* TASK DESCRIPTION *
The listing has to be given again in full and exactly.

* EXERCISE MATERIAL *
- - -

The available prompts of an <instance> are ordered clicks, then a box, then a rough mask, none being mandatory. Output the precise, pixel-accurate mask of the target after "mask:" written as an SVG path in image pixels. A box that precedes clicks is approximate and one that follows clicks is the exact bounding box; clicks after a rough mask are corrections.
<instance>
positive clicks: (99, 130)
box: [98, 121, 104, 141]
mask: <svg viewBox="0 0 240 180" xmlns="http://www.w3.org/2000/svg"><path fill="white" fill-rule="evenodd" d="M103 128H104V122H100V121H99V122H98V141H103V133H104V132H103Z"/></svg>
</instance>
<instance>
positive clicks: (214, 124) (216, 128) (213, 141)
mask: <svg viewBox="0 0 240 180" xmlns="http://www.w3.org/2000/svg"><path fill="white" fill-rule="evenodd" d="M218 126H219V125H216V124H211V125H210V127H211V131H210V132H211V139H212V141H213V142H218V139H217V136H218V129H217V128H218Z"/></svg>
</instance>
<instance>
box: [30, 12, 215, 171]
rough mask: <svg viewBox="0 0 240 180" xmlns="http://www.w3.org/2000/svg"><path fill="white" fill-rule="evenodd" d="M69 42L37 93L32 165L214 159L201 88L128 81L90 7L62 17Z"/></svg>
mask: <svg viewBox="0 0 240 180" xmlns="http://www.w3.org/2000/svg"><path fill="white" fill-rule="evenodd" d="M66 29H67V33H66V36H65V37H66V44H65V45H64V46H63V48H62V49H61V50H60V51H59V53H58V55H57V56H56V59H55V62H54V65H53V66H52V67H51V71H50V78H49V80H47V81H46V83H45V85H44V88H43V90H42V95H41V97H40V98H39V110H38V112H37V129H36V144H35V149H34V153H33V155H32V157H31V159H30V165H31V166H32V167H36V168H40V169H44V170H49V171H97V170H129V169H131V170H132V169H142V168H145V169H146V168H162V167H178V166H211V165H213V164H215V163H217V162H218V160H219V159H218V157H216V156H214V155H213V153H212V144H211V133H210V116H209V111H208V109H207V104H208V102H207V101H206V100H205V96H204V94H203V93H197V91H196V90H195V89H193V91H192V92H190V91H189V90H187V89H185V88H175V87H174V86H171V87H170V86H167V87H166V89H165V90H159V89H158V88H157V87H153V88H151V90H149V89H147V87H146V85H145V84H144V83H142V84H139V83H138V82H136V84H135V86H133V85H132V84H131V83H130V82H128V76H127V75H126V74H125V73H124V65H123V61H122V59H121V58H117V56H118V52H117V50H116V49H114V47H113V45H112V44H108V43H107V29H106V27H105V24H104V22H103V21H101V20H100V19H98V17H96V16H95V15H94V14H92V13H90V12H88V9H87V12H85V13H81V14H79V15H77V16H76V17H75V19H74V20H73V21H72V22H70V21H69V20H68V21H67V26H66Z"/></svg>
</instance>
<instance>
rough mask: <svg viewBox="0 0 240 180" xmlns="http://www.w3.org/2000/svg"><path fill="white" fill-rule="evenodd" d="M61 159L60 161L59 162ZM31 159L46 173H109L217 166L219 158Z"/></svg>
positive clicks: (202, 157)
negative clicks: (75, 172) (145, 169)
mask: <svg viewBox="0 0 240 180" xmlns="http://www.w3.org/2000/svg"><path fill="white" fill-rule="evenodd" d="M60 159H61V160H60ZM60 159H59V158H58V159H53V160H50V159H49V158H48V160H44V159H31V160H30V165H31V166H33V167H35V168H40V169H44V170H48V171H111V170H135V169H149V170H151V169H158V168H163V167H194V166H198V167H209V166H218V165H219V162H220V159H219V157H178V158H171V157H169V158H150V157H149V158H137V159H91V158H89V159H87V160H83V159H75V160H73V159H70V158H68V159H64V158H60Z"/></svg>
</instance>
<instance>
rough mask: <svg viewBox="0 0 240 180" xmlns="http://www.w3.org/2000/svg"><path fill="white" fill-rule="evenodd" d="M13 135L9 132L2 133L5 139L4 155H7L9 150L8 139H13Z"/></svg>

- - -

* FINISHED EXERCISE *
The available prompts of an <instance> are ordered clicks, then a box, then a rough mask, none being mandatory. Output the precise, pixel-accurate mask of the target after "mask:" written as an SVG path in image pixels. A box that precedes clicks is approximate and one that follows clicks is the exact bounding box; clicks after a rough mask are corrections.
<instance>
positive clicks: (99, 130)
box: [98, 121, 104, 141]
mask: <svg viewBox="0 0 240 180" xmlns="http://www.w3.org/2000/svg"><path fill="white" fill-rule="evenodd" d="M103 128H104V122H100V121H99V122H98V141H103V133H104V132H103Z"/></svg>
</instance>
<instance>
positive clicks: (214, 124) (216, 128) (213, 141)
mask: <svg viewBox="0 0 240 180" xmlns="http://www.w3.org/2000/svg"><path fill="white" fill-rule="evenodd" d="M218 126H219V125H216V124H211V125H210V127H211V131H210V132H211V139H212V141H213V142H218V139H217V136H218V129H217V128H218Z"/></svg>
</instance>
<instance>
box: [30, 12, 215, 171]
rough mask: <svg viewBox="0 0 240 180" xmlns="http://www.w3.org/2000/svg"><path fill="white" fill-rule="evenodd" d="M69 42L37 93L32 165L214 159L201 88L128 81L90 7L62 17Z"/></svg>
mask: <svg viewBox="0 0 240 180" xmlns="http://www.w3.org/2000/svg"><path fill="white" fill-rule="evenodd" d="M66 29H67V33H66V36H65V37H66V44H65V45H64V46H63V48H62V49H61V50H60V51H59V53H58V55H57V56H56V59H55V62H54V65H53V66H52V67H51V71H50V78H49V80H47V81H46V83H45V85H44V88H43V90H42V95H41V97H40V98H39V110H38V112H37V129H36V144H35V149H34V153H33V155H32V157H31V159H30V165H31V166H32V167H36V168H40V169H44V170H49V171H97V170H129V169H131V170H132V169H142V168H145V169H146V168H162V167H178V166H211V165H213V164H215V163H217V162H218V160H219V159H218V157H216V156H214V155H213V153H212V144H211V133H210V116H209V111H208V109H207V104H208V102H207V101H206V100H205V96H204V94H203V93H197V91H196V90H195V89H193V91H192V92H190V91H189V90H187V89H185V88H175V87H174V86H171V87H170V86H167V87H166V89H165V90H159V89H158V88H157V87H153V88H151V90H149V89H147V87H146V85H145V84H144V83H142V84H139V83H138V82H136V84H135V86H133V85H132V84H131V83H130V82H128V76H127V75H126V74H125V73H124V65H123V61H122V59H121V58H117V56H118V52H117V50H116V49H114V47H113V45H112V44H108V43H107V29H106V27H105V24H104V22H103V21H101V20H100V19H98V17H96V16H95V15H94V14H92V13H90V12H88V9H87V12H85V13H81V14H79V15H77V16H76V17H75V19H74V20H73V21H72V22H70V21H69V20H68V21H67V26H66Z"/></svg>
</instance>
<instance>
rough mask: <svg viewBox="0 0 240 180" xmlns="http://www.w3.org/2000/svg"><path fill="white" fill-rule="evenodd" d="M61 159L60 161L59 162ZM31 159L46 173H109L217 166L219 158Z"/></svg>
positive clicks: (202, 157)
negative clicks: (75, 172) (145, 169)
mask: <svg viewBox="0 0 240 180" xmlns="http://www.w3.org/2000/svg"><path fill="white" fill-rule="evenodd" d="M60 159H61V160H60ZM60 159H59V158H58V159H53V160H50V159H49V158H48V160H44V159H31V160H30V165H31V166H33V167H35V168H40V169H44V170H48V171H111V170H135V169H149V170H151V169H158V168H163V167H194V166H198V167H209V166H218V165H219V162H220V159H219V157H178V158H171V157H169V158H150V157H149V158H137V159H91V158H89V159H87V160H83V159H75V160H73V159H70V158H68V159H64V158H60Z"/></svg>
</instance>
<instance>
rough mask: <svg viewBox="0 0 240 180" xmlns="http://www.w3.org/2000/svg"><path fill="white" fill-rule="evenodd" d="M13 135L9 132L2 133L5 139L4 155H7L9 150L8 139H13Z"/></svg>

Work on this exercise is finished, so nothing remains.